DIRECTION:
Print the line containing "Where can the bearded" and each line after it through the end, please, with nothing added.

-- Start LISTED RECORDS --

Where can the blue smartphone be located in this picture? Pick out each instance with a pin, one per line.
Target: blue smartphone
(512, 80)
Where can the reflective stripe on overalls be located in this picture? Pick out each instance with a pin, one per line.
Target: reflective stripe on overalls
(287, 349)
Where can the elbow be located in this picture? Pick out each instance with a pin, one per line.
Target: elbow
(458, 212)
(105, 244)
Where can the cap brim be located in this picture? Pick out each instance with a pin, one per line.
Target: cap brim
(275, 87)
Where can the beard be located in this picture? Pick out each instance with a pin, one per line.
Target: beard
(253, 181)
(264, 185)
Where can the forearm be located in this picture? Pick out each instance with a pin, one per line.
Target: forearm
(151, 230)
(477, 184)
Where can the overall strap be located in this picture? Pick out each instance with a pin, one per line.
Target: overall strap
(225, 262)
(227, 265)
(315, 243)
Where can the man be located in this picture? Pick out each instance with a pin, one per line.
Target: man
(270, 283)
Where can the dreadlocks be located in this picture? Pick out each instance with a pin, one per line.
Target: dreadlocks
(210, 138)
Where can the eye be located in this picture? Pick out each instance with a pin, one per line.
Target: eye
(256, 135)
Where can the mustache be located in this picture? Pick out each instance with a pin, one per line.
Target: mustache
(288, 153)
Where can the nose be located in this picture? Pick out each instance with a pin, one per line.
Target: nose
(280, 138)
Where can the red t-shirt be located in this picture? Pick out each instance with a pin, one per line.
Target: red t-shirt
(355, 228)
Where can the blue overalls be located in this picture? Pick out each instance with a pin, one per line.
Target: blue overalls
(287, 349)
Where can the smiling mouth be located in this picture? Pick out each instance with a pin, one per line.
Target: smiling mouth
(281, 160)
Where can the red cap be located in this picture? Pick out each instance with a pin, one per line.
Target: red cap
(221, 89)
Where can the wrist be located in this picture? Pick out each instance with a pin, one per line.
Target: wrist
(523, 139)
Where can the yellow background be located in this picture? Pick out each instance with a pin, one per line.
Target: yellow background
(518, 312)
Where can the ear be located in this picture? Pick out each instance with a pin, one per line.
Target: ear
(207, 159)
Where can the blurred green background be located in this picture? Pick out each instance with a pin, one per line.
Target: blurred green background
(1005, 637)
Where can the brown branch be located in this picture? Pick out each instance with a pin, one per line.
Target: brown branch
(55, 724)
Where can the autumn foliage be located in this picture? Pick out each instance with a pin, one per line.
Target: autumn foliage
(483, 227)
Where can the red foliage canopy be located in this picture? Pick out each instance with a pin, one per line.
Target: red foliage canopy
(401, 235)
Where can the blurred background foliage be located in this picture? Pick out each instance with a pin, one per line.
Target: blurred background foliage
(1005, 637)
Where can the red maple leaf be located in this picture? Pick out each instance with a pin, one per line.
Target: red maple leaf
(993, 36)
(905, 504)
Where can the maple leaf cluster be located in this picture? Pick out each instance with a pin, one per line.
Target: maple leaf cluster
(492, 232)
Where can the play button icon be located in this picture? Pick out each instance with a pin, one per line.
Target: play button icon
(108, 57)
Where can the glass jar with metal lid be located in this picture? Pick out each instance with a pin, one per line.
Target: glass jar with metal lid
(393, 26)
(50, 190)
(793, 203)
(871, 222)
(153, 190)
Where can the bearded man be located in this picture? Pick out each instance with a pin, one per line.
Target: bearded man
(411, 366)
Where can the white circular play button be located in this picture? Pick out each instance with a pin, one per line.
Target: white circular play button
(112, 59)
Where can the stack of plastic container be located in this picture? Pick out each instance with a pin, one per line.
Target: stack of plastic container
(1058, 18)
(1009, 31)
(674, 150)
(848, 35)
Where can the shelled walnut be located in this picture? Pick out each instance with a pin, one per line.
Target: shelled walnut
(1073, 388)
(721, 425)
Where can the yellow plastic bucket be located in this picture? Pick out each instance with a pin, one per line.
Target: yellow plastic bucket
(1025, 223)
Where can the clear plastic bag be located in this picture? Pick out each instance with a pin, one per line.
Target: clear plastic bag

-- End LISTED RECORDS --

COMPLETE OUTPUT:
Where can the bearded man be located in this picture? Pick out each instance with a pin, one per line.
Target: bearded man
(411, 366)
Where can the white circular play button be located in this picture? Pick out each instance with a pin, one per line.
Target: white circular play button
(112, 59)
Where can the stack of plastic container be located in this picture? Pick out each instance with a pin, one per line.
Target: stack of plastic container
(1058, 18)
(1009, 31)
(674, 150)
(848, 35)
Where can the shelled walnut be located in this picture? Pick out each instance with a pin, one per line.
Target: shelled walnut
(1073, 388)
(721, 425)
Where can the yellow plastic bucket be located in this picture? Pick out each instance with a pin, one per line.
Target: yellow plastic bucket
(1025, 223)
Where can the clear plastic bag be located in this picture? Pick out each instance with a pin, one per line.
Target: clear plastic bag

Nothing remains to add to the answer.